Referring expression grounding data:
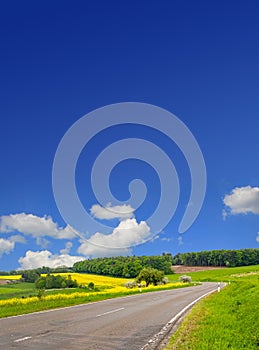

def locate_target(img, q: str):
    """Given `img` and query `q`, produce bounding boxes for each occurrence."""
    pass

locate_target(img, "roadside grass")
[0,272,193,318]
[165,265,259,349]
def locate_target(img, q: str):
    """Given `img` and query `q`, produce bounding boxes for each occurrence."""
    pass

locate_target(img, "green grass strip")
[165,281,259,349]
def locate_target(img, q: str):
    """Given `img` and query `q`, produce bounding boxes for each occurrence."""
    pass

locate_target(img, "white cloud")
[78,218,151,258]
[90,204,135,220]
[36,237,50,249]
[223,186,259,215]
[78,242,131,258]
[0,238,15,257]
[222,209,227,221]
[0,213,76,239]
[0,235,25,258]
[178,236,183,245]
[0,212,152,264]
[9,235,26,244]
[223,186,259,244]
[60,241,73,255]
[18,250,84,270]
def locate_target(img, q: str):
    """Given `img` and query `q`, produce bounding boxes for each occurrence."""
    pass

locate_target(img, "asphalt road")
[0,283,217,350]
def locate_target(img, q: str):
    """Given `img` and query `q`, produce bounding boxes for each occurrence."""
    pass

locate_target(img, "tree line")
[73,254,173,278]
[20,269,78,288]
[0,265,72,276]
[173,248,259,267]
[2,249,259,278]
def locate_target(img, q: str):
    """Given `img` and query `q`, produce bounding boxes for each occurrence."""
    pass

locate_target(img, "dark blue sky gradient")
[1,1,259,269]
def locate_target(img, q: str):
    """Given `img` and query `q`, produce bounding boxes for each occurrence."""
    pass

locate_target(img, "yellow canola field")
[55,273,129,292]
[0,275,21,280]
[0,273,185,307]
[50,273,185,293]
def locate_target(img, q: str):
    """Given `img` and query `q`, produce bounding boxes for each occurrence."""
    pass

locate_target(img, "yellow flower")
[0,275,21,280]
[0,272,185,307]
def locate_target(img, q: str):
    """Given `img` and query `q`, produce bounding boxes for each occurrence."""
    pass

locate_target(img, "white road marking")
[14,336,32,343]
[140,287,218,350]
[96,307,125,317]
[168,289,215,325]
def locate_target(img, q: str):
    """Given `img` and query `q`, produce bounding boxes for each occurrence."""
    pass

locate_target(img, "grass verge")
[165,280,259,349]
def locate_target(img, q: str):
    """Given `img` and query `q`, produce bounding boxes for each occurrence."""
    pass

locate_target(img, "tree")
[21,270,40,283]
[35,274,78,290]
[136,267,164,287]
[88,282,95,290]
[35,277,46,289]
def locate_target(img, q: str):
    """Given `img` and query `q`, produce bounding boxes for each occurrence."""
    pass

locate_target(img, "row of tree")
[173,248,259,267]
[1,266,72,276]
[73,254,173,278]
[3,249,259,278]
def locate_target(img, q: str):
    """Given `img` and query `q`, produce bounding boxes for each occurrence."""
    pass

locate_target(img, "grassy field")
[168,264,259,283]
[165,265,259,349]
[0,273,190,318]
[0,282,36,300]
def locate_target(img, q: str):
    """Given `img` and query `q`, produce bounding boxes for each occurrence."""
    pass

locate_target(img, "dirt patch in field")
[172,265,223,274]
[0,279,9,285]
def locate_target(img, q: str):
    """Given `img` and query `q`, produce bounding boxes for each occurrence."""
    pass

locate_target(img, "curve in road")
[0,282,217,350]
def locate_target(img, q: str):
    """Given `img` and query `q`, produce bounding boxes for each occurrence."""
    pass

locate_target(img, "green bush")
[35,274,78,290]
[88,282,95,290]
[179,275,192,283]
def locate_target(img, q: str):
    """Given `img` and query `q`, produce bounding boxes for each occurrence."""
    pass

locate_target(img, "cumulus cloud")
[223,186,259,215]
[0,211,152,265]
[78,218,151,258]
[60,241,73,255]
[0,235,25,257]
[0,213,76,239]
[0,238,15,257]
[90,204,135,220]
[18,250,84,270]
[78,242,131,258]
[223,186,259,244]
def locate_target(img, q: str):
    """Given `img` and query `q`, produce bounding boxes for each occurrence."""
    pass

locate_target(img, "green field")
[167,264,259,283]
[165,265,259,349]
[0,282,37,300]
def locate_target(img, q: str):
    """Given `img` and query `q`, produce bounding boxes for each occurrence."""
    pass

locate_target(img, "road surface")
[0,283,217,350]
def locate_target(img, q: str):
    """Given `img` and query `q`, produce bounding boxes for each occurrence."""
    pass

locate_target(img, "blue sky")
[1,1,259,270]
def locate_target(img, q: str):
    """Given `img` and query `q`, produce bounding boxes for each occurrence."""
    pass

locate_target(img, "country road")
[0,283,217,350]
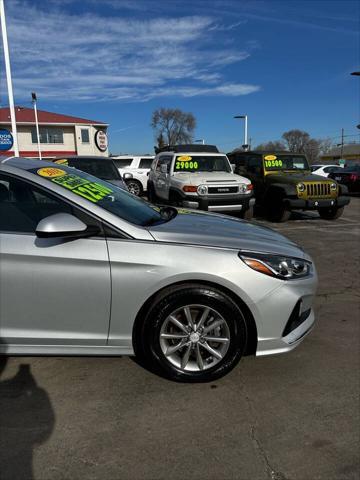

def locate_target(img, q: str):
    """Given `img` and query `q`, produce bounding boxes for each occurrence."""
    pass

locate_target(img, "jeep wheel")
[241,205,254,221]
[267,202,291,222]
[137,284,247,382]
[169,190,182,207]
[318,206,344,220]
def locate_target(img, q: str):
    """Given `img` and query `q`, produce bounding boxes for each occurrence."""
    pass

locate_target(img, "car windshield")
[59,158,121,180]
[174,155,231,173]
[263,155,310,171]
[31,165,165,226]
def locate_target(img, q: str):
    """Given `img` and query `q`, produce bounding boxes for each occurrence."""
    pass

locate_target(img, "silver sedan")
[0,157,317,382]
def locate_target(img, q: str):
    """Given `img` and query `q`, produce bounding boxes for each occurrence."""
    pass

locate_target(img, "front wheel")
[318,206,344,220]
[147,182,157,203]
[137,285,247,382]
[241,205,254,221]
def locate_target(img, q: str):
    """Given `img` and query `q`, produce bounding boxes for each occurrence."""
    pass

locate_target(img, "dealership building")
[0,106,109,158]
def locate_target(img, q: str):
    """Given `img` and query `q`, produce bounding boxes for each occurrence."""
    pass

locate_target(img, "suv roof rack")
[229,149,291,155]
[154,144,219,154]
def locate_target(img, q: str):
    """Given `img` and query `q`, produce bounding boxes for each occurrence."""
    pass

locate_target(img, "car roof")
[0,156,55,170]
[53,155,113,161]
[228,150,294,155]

Action item: The task calls for every record to be transcribed exactly, with no images included.

Answer below:
def locate_target(img, q: str):
    """Given `img` and query `q`, produce bounding boxes for each occurrence."""
    pass

locate_target(img, "roadside grass")
[0,272,193,318]
[165,265,259,349]
def locate_target(img, q: str):
    """Given `img` and query `q`, produce bounding boxes for each occurrence."""
    pass

locate_target(img, "green grass strip")
[165,281,259,349]
def locate_target(img, q: str):
    """Given `img` and query `q`, produce bounding boxes for each occurrence."""
    pass

locate_target(img, "white cloud")
[78,218,151,258]
[90,204,135,220]
[36,237,50,249]
[223,186,259,215]
[78,242,131,258]
[0,238,15,257]
[222,209,227,221]
[0,213,76,239]
[0,235,25,258]
[178,236,183,245]
[0,212,152,264]
[9,235,26,244]
[223,186,259,244]
[60,241,73,255]
[18,250,84,270]
def locate_target(img, q: str):
    """Given `img` and query `q`, produce bounding boxes for each occurrence."""
    pass

locate_target(img, "asphalt road")
[0,283,217,350]
def locate_target(img, q: str):
    """Given `img` and query `q`, produce bounding boxes for each occurrence."""
    pass

locate_target(img, "tree line")
[73,254,173,278]
[20,269,78,288]
[0,265,72,276]
[173,248,259,267]
[2,249,259,278]
def locate_target(img, q: str):
    """Given `img` and query `q`, produce bounding boxes for each occurrence."""
    pass

locate_target(img, "dark blue sky gradient")
[1,1,259,269]
def locate_target(img, q: str):
    """Given `img` and query `q`, produce bounding boxes for each occurrence."""
    pass

locate_target(img, "yellow canola field")
[55,273,129,292]
[0,275,21,280]
[0,273,185,307]
[50,273,185,293]
def locate_target(img, q: str):
    """Given `img` and query `q`, produce bounding boxes for each occurrence."""
    pass

locate_target(img, "yellow flower")
[0,275,21,280]
[0,272,185,307]
def locate_target(img, q: str):
    """Given `img` and query `q`, produce bounding boxes for each occurrence."""
    pass

locate_target(img, "white road marking")
[14,336,32,343]
[140,287,218,350]
[96,307,125,317]
[168,289,215,325]
def locate_target(img, q: str):
    """Given `img` and query `q`, produce bounding boxes for each occurrence."""
    pass

locate_target(img, "grass verge")
[165,280,259,349]
def locate_target(img, q: str):
    """Given `img` and query `q`, produce bounding boxes for each occurrence."""
    pass

locate_target(img, "tree")
[21,270,40,283]
[35,274,78,290]
[136,267,164,287]
[88,282,95,290]
[35,277,46,289]
def locate_target(img, q: str):
    """Given `img` and query `q`, produce bounding boxes for each occurrence."""
    pass

locate_target(img, "row of tree")
[173,248,259,267]
[1,266,72,276]
[73,254,173,278]
[3,249,259,278]
def locate_target(img, q: str):
    """Given `img` and query `q`, produce bounding boxes for each occurrence."""
    pass

locate_target(img, "grassy field")
[168,264,259,283]
[165,265,259,349]
[0,273,190,318]
[0,282,36,300]
def locate_target(img, q: str):
    """Given `img` and query `q`, produce bounding boxes for each occurrence."""
    pass

locate_target(img, "dirt patch in field")
[172,265,223,274]
[0,279,9,285]
def locate_target(img, q: str):
    """Given `img` and query `q`, produce bounding boxes for each occurrence."""
    pass

locate_target(img, "curve in road")
[0,282,217,350]
def locate_target(img, q: str):
    """Given `img` and query `q`, produce bounding boxes for each occurrence."""
    pass

locate_target(img, "green bush")
[35,274,78,290]
[88,282,95,290]
[179,275,192,283]
def locate_target(img, q: str):
    """Given `img` and query `q`, produce bounding boxes for each occurrence."""
    pass

locate_target(img, "cumulus cloud")
[223,186,259,215]
[0,211,152,265]
[78,218,151,258]
[60,241,73,255]
[0,235,25,257]
[0,213,76,239]
[0,238,15,257]
[90,204,135,220]
[18,250,84,270]
[78,242,131,258]
[223,186,259,244]
def locate_target(img, q: str):
    """Given `img` and query `q`, produce bounding boxes for each occurrence."""
    pass

locate_target(img, "green field")
[167,264,259,283]
[165,265,259,349]
[0,282,37,300]
def locate_target(img, q: str):
    """Given `img` and query `q`, produce bounding boxes for each occurrence."""
    pass

locate_target(img, "road surface")
[0,283,217,350]
def locate_target(img, q: str):
    """Given `img` and query `q`, produce bounding boxes for each occurrence."""
    pass

locate_target(img, "blue sky")
[1,1,259,270]
def locate_target(img, q: str):
    """Given `img` and query `q`, produce bounding boxes for each occurrence."""
    pass

locate_target(img, "country road")
[0,283,217,350]

def locate_target(img, q: str):
    """Given `img` and query `q`, produce bounding boxes for each occurrence."""
    pass

locate_target(img, "jeep wheel")
[241,205,254,221]
[267,202,291,222]
[137,284,247,382]
[169,190,182,207]
[318,206,344,220]
def locate_target(img, q: str):
    """Given `img` and query `q`, produce bounding boxes for each occurrence."""
    pass

locate_target(img, "car windshield")
[59,158,121,180]
[174,155,231,173]
[263,155,310,171]
[31,165,165,226]
def locate_target(img, q: str):
    """Given `img` and query `q`, produce bounding boxes for each occurrence."""
    pass

locate_target(img, "silver sedan")
[0,157,317,382]
def locate_target(img, q: str):
    """Given `img` and query `q`, produce bounding boxes for each occurrence."""
    pass

locate_target(img, "front wheel")
[318,206,344,220]
[147,182,157,203]
[137,285,247,382]
[241,205,254,221]
def locate_target(img, q: str):
    """Given `img` and query `q`, produce bounding boxes for each occurrence."""
    pass

locate_target(img, "dealership building")
[0,106,109,158]
def locate_target(img, q: str):
    """Given `img` and query `q`, produce bounding boxes for each occurrence."""
    pass

locate_target(img, "suv roof rack")
[229,149,291,155]
[154,144,219,154]
def locate_target(img, q: str):
    """Given `img` and query `q`, produce bounding boxes for each occurrence."""
    pass

locate_target(img, "car roof")
[0,156,55,170]
[53,155,113,161]
[228,150,294,155]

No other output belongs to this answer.